Show each line from the entries below that contains the word "large", copied in full.

DATASET CONTENT —
+===+

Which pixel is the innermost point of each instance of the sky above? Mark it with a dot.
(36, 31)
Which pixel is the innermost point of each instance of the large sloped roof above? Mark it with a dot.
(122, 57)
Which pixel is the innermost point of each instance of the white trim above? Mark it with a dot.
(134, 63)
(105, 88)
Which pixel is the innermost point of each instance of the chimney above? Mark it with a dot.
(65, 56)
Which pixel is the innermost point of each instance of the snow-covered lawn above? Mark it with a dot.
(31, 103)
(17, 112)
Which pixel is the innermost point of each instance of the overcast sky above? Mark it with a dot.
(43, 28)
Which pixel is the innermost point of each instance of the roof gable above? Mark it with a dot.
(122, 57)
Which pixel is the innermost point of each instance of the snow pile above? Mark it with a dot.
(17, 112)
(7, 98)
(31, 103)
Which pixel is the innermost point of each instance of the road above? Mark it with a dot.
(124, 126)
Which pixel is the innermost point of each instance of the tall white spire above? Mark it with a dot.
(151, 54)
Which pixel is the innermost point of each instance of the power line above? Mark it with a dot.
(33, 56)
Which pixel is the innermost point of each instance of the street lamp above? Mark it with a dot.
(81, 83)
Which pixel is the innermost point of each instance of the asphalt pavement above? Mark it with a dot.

+===+

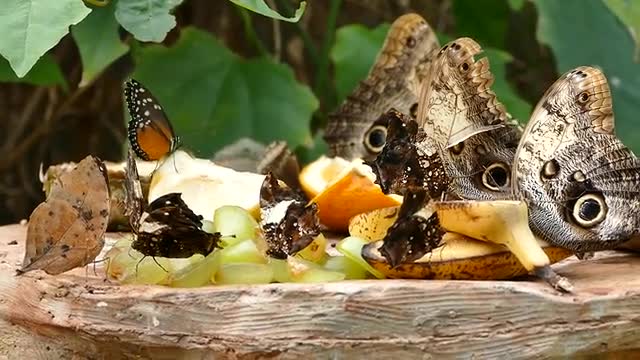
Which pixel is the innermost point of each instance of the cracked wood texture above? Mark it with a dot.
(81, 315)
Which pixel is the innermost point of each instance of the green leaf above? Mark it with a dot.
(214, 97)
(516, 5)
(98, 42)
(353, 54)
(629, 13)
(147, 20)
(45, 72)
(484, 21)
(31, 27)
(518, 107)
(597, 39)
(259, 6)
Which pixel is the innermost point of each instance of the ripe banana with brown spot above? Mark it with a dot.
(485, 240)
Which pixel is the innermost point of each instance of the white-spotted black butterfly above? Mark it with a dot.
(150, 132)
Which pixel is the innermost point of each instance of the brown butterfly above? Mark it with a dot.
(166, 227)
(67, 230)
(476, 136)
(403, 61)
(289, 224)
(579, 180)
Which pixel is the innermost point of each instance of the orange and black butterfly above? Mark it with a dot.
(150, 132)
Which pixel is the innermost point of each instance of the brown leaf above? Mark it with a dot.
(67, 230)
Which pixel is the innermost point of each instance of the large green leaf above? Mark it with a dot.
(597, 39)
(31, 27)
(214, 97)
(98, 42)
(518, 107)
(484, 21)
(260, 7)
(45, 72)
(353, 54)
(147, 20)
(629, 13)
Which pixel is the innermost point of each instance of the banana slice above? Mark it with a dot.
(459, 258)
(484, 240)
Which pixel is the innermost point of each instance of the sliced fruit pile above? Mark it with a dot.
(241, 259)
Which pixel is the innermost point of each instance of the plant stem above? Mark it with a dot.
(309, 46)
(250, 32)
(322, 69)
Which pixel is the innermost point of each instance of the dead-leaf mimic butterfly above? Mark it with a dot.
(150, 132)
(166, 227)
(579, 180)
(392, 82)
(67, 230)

+===+

WRITTEN REPLY —
Which pixel is the innermost point of each instance of the large sloped roof above? Mark it with a dot.
Which pixel is the innermost point of each instance of the large green leaf above? Mark it with a dot.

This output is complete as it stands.